BEGIN Text shown
One of the most demanding systems in the game was the blood and gore system, which went through many reworks over the years. Each blood particle and gore piece has its own physics and trajectory behavior based on what it touches.
It was a very time-consuming system to refine, but it also became one of those details that helped give the game more impact and texture. Since Katanaut is such a fast and violent game, I wanted the effects to feel reactive rather than decorative. When combat happens, the environment should feel like it is responding to the player’s actions. The game is filled with small details here and there. My hope is that they all come together into a satisfying network of ambient interactions that players can appreciate, even if they only notice some of them subconsciously.
The difficult part was making sure those effects did not hurt readability. The game needs to feel intense and messy, but the player still has to understand enemy attacks, projectiles, movement options, and danger. That balance between impact and clarity was something I had to keep testing throughout development.
What marketing and community-building efforts did you invest in before launch?
I focused on sharing the game early and consistently, mainly through short gameplay clips and ongoing interaction with players. Building interest gradually helped create a small community before launch. I also worked with external support to improve visibility, with a special shoutout to PiratePR.
If I had any advice, it would be to start showing your game earlier than you think and to keep the message simple. Clear, entertaining, short clips that quickly communicate what your game is tend to work best. It is also helpful to pay attention to trends early on, especially while you are growing your initial network of followers. Connecting with other developers can also make a big difference, both for support and for helping each other reach new players.
END Text shown
__Activity A__. In the Katanaut interview, which PR firm does the developer single out for a special shoutout?
__Activity B__. Carry the Katanaut interview forward from its final sentence.
The lines after the Katanaut interview are separate material.
BEGIN Data for review
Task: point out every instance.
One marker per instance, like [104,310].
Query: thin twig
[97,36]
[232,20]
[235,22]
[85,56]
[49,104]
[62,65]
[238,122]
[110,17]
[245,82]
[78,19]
END Data for review
BEGIN Data for review
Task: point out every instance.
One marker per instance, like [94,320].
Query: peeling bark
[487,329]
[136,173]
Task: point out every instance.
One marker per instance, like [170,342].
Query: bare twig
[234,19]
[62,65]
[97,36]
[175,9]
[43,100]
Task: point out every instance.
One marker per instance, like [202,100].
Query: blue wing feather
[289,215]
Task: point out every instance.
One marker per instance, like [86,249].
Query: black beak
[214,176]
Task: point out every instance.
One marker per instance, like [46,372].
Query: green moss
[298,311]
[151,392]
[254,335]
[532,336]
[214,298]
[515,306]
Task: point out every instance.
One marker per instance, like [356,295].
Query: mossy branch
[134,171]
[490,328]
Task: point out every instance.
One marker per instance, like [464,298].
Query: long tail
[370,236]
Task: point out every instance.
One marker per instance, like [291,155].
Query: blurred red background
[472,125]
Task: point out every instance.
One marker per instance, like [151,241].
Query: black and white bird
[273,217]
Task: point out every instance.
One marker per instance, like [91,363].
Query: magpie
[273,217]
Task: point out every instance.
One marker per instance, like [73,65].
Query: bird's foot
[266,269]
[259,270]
END Data for review
__Task output A__. PiratePR.

__Task output B__.
That part can be one of the hardest aspects of development, especially because it often feels very different from the creative and technical work most developers are used to. It can feel like a second job, but it is also one of the most necessary parts of the process. You can make something you are truly proud of, but if people do not know it exists, you are limiting its potential, especially when you are new to game development.
How do you plan to support Katanaut after launch, and what lessons did you learn during development?
I plan to continue supporting Katanaut through updates, with a focus on fixes, balance adjustments, and improvements based on player feedback. I tried to make that process as easy as possible by integrating feedback forms and bug reporting directly into the game, so players do not have to leave the experience or search for a separate place to report issues.
The reception so far has been positive, especially from players who enjoy fast, challenging combat and responsive movement. It has been really rewarding to see people connect with the parts of the game that took the most iteration to get right.
One of the biggest lessons for me was the importance of staying focused and finishing the project. It is very easy to keep adding features indefinitely, especially when you are working on something alone and every new idea feels exciting. Getting feedback early also made a big difference, because players often notice things that are easy to miss when you have been too close to the project for a long time.
I also learned that making a game is not just about building systems. It is about constantly deciding what matters most. Every feature, effect, enemy, and mechanic needs to serve the experience in some way. That can be hard to judge at first, but it becomes clearer through iteration.
For other solo developers, my biggest advice would be to start small, prove the core idea first, and be careful with scope. If the core of the game does not feel good, adding more content will not fix it. For Katanaut, everything started with the feel of the combat, and that remained the most important thing throughout development.